■ **TASK INSTRUCTIONS**
(A) List every source cited in the passage on Camino pilgrimage and communitas, giving the author names and year for each.
(B) Continue the passage on Camino pilgrimage and communitas, picking up after its final sentence.

Zhang et al. (2024) identified the Camino as such a threshold, enabling access to communitas, though this outcome may vary depending on a pilgrim’s mode of travel, social identity, and expectations. Brumec (2023) found that among long-distance pilgrims—those who walk most or all of the route, travel independently, and stay in shared hostels—this sense of communitas tends to emerge most strongly. In such contexts, social status and roles often recede, giving way to feelings of equality, mutual support, and ontological insight. However, pilgrimages do not create identical conditions for all participants. Some may reinforce rather than suspend social roles, especially when traveling with family, religious groups, or commercial tours, where the experience may be shaped more by social belonging than by individual transformation. Additionally, the Camino itself reflects social stratification through variations in routes, accommodation types, and accessibility. Therefore, while communitas remains a useful framework for understanding certain shared transformations on the Camino, it should be seen as one of several possible outcomes, shaped by diverse sociocultural dynamics (Coleman and Eade 2004; Devereux and Carnegie 2006).
O’Mara (2020) notes that walking itself contributes to this dynamic—not only by improving physical and mental well-being, but also through rhythmic, collective movement that fosters social cohesion and shared purpose. Even solitary pilgrims often perceive themselves as part of a larger, imagined community. Scriven (2021) captures this synthesis in the term walking pilgrimage, which he defines as the dynamic interplay of physical activity, natural and spiritual landscapes, and personal and interpersonal encounters.

■ **DATA ROWS**

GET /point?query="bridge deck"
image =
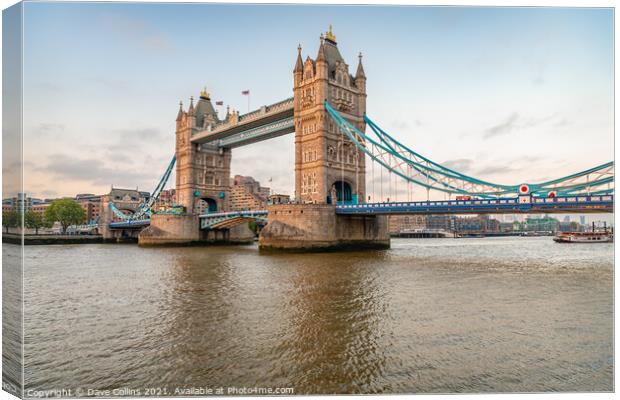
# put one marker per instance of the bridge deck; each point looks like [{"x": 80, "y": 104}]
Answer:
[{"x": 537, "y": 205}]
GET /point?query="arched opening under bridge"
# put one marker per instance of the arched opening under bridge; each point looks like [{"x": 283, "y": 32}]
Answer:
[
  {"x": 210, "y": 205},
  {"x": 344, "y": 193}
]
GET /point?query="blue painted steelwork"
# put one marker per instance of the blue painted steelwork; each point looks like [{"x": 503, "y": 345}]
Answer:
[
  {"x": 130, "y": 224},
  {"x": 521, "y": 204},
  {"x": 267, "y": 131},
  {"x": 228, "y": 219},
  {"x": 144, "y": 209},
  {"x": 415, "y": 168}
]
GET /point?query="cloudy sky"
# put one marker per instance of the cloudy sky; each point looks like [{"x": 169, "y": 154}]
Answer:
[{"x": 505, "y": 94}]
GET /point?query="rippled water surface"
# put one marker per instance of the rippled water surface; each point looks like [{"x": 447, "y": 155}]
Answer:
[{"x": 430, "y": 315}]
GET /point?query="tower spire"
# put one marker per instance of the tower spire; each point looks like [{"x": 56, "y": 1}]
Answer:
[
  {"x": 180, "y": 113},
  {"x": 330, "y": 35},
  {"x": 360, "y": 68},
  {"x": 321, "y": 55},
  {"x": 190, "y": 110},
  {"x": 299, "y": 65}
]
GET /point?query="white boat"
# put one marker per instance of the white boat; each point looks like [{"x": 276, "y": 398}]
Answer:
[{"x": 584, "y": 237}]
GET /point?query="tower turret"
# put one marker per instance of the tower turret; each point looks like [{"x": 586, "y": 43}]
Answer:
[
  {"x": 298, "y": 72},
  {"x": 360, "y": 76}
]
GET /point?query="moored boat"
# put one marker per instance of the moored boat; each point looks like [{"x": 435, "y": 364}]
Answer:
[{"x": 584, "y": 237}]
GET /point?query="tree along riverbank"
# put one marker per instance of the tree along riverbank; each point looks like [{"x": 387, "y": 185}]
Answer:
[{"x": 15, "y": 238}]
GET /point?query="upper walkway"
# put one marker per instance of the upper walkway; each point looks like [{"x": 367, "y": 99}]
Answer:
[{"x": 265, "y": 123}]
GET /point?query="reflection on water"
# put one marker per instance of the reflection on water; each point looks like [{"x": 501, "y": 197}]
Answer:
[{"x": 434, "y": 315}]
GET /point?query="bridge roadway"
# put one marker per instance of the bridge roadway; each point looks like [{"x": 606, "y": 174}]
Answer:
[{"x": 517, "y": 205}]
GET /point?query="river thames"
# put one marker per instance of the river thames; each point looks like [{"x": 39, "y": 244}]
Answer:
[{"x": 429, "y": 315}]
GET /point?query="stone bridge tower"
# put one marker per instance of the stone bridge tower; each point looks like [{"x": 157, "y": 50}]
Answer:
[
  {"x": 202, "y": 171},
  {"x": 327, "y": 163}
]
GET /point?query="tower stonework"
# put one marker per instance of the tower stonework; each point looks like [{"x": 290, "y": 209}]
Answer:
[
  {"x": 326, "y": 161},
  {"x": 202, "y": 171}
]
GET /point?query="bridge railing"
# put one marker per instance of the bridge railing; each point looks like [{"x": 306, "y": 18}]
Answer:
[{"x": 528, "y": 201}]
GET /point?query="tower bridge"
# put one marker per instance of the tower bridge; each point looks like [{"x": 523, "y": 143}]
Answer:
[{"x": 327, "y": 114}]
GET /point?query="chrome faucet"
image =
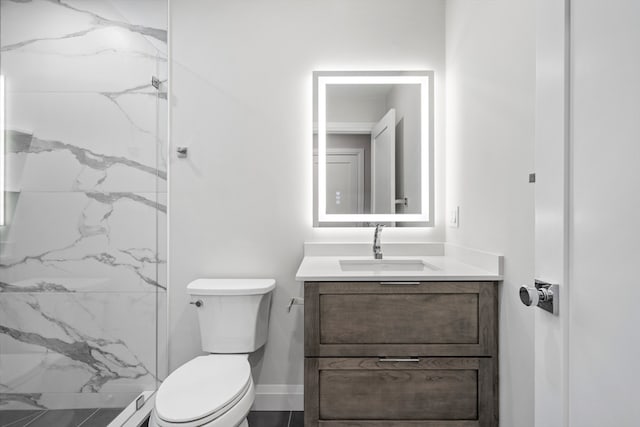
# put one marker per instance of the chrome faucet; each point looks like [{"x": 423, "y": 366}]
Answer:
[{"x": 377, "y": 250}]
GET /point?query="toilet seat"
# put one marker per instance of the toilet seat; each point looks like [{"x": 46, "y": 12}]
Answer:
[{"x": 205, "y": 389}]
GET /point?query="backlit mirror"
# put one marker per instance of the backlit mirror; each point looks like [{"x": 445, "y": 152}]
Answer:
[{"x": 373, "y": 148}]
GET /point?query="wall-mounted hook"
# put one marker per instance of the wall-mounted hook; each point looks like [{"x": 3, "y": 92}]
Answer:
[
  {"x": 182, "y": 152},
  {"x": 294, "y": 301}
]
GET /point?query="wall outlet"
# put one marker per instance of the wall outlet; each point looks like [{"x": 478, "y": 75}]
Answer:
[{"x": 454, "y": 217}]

■ **EXERCISE RESPONSES**
(A)
- Zhang et al. (2024)
- Brumec (2023)
- Coleman and Eade (2004)
- Devereux and Carnegie (2006)
- O'Mara (2020)
- Scriven (2021)

(B)
Despite extensive academic interest in the Camino, few studies have investigated its transformative effects through the lens of personal values or self-actualization. To date, only Kim et al. (2016) and Brumec (2022b) have directly explored value changes as an outcome of pilgrimages. Kim et al. (2016) found that while values tend to be stable over time, they can shift in response to profound and meaningful experiences. Brumec (2022b), employing a mixed-methods approach—including qualitative analysis of 32 travelogues and a survey of 500 pilgrims using the Short Schwartz’s Value Survey (SSVS) (Lindeman and Verkasalo 2005)—confirmed these findings. Her research revealed a reordering of value hierarchies among pilgrims, with increased emphasis on values oriented toward the welfare of others (e.g., universalism and benevolence) and a notable decline in self-oriented values such as power and achievement. Modest gains were also observed in openness to change and conservation, indicating a transformation that both challenges and preserves elements of the self.
Schnell and Pali (2013) further examined the Camino’s psychological impact in a study of 85 pilgrims who walked or biked an average of 646 km. Using the SoMe (Sources of Meaning and Meaning in Life) questionnaire, they found that the participants reported significantly greater meaning in life following the pilgrimage, with these effects still evident four months later. The pilgrimage also fostered increased commitment to self-transcendence and self-actualization, regardless of the pilgrims’ initial motivations.
Brumec (2024a) additionally investigated the Camino’s potential to promote self-actualization using Kaufman’s (2018) Characteristics of Self-Actualization Scale (CSAS). In a study of 500 pilgrims, she found elevated levels of appreciation, equanimity, self-acceptance, authenticity, and moral orientation following the pilgrimage. The journey enhanced pilgrims’ senses of personal mission, encouraged social responsibility, and stimulated a desire to contribute to the common good—all while fostering moments of self-transcendence and existential clarity.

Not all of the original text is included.